**YOUR GOAL:** Show every line of the data below that contains the string "clicks". Case counts.

**PROVIDED INFORMATION:**
● ● ●
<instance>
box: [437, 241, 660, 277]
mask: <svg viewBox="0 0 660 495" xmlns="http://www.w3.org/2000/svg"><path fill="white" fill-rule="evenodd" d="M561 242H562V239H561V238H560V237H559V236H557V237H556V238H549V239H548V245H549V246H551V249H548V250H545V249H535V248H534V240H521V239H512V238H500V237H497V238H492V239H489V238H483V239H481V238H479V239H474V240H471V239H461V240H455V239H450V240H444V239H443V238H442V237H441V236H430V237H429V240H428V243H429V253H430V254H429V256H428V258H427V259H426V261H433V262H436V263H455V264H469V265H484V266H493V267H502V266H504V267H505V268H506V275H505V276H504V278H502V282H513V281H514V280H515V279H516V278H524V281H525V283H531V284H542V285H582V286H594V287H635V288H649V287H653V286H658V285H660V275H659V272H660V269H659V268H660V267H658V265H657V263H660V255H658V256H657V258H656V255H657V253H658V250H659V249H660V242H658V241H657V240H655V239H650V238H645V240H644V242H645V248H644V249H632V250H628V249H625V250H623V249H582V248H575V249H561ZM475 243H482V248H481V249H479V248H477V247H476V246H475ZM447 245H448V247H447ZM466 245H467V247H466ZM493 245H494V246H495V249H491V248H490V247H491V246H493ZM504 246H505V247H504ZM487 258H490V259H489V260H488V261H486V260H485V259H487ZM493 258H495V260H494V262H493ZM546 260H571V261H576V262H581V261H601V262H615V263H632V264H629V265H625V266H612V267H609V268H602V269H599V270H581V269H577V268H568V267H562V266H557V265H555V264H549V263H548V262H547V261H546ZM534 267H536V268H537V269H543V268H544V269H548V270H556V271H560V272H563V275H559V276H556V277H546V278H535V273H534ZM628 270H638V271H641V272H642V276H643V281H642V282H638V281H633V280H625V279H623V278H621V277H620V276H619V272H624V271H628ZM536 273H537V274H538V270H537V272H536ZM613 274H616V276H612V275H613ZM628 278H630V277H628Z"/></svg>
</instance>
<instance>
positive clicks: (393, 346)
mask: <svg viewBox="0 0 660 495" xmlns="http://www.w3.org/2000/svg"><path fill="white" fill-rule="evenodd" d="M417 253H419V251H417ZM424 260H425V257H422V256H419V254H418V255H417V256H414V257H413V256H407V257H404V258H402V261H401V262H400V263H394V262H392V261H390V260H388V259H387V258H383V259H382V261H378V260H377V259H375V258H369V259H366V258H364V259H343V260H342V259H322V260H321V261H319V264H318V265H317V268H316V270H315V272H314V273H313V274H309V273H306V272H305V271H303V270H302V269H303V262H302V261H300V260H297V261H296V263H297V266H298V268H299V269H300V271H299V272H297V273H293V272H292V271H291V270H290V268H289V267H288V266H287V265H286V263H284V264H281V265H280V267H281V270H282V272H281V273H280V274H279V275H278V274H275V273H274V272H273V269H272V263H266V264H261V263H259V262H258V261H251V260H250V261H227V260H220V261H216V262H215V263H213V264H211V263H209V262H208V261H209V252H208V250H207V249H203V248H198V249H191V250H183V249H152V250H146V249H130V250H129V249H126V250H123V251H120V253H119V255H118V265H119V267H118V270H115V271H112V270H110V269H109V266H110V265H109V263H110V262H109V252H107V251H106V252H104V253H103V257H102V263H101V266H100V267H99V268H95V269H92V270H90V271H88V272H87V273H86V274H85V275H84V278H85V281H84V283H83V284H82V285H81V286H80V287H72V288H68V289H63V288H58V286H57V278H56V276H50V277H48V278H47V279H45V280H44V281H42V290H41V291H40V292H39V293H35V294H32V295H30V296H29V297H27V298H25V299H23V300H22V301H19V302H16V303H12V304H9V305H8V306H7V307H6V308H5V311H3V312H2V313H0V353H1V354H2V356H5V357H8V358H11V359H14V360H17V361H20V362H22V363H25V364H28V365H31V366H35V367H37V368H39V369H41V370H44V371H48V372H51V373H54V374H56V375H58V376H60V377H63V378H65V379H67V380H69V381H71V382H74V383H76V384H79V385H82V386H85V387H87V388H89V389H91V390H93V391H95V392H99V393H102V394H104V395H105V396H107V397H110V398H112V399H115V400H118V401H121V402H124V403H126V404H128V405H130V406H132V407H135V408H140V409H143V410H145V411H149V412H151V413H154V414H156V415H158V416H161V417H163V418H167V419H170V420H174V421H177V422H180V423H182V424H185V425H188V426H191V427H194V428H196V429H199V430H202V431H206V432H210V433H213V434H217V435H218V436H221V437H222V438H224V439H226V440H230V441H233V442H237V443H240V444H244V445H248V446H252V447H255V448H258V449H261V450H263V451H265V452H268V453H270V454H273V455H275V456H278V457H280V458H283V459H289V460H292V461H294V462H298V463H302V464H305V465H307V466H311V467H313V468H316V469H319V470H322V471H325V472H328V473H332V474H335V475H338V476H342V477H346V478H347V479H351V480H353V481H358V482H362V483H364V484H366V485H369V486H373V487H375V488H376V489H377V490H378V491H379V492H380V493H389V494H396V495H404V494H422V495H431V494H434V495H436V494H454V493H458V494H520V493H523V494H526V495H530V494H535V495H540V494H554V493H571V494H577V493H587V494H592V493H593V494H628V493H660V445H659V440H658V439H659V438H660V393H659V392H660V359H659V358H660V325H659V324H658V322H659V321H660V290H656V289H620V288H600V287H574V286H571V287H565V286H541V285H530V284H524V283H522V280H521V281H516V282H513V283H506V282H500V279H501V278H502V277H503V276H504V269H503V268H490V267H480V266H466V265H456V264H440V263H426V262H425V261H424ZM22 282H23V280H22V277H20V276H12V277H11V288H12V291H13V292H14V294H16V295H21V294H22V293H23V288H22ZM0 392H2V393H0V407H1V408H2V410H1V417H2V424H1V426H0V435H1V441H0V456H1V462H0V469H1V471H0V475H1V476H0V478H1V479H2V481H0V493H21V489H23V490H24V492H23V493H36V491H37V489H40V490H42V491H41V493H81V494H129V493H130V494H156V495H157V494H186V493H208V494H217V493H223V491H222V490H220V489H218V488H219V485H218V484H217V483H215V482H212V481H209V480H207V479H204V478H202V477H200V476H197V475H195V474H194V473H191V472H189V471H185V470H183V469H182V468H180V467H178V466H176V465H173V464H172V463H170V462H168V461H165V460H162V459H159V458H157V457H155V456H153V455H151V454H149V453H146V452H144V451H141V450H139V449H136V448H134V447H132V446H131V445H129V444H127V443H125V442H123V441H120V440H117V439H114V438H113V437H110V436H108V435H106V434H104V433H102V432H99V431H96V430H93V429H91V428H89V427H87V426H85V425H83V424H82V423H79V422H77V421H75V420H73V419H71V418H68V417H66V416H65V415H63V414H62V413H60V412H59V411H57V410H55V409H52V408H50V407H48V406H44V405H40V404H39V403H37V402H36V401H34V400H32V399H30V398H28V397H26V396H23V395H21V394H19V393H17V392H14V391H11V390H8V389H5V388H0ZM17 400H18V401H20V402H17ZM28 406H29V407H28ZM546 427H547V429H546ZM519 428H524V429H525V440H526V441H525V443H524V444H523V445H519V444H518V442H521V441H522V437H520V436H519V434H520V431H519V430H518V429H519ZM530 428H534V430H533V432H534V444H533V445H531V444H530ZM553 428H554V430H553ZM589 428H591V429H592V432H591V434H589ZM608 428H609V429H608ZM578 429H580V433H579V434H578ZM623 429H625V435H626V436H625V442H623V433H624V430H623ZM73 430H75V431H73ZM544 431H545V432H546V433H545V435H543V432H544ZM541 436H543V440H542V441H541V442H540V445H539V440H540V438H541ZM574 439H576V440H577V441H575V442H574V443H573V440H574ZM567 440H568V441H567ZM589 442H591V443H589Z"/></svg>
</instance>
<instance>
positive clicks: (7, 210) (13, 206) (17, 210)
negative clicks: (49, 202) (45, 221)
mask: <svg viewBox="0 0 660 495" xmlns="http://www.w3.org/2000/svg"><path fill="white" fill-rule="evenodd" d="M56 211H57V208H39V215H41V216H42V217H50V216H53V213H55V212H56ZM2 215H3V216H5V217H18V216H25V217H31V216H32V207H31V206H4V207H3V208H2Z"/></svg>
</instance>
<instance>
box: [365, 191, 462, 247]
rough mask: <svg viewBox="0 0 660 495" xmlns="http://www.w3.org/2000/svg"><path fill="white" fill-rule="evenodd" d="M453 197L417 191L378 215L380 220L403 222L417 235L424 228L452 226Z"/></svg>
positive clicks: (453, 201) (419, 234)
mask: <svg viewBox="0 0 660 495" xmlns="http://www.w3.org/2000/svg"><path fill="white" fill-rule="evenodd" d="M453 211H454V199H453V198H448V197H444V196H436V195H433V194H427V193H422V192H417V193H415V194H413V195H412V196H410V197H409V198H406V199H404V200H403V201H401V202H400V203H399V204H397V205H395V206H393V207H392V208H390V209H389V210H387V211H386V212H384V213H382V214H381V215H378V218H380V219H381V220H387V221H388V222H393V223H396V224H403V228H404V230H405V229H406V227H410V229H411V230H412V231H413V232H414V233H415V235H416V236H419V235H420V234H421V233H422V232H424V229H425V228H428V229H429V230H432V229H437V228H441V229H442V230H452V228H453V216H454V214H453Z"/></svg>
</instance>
● ● ●
**RESPONSE TO THE TASK:**
positive clicks: (393, 346)
positive clicks: (7, 210) (13, 206) (17, 210)
negative clicks: (49, 202) (45, 221)
positive clicks: (453, 201) (419, 234)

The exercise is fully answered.